_EXERCISE PROMPT:_ Tally the lines in the entries below that contain the string "blue", treating uppercase and lowercase as different, and give only the number.
>> Begin
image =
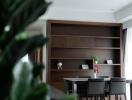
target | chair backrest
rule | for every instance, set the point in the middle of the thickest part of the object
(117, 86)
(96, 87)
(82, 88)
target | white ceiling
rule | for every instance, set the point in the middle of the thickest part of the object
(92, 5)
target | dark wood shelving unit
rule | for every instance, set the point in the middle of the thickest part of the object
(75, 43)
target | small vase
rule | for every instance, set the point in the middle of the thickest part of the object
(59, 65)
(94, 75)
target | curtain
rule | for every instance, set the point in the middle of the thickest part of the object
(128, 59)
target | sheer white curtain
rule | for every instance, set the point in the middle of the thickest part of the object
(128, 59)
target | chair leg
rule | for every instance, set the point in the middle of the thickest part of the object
>> End
>> Begin
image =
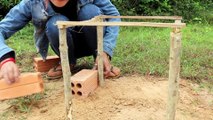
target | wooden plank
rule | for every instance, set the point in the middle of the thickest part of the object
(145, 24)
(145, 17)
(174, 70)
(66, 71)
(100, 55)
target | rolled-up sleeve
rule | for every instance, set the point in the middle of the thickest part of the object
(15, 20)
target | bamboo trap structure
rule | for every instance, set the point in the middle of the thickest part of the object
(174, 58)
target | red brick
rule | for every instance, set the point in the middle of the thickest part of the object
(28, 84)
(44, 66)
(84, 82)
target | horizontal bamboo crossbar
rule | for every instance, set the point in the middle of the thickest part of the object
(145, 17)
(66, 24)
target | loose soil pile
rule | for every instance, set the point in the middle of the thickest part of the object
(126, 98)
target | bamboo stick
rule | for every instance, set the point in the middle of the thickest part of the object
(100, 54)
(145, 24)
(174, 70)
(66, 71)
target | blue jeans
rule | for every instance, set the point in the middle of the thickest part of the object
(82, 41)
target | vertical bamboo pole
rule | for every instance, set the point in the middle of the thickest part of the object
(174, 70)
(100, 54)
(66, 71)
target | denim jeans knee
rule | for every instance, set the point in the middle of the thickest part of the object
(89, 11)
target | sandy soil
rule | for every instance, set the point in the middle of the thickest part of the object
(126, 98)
>> End
>> Begin
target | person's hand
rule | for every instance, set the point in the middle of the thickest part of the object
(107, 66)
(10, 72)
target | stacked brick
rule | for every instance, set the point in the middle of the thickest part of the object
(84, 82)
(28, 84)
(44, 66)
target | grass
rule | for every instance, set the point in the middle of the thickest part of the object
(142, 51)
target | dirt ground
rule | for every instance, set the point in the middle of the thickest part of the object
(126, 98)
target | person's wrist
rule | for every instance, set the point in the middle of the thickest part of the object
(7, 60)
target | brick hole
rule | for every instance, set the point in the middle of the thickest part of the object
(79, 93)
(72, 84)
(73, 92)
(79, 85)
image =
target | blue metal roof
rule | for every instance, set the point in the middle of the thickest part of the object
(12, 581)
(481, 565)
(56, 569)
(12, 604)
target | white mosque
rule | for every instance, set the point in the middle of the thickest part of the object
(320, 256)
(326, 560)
>> End
_TASK OUTPUT:_ 2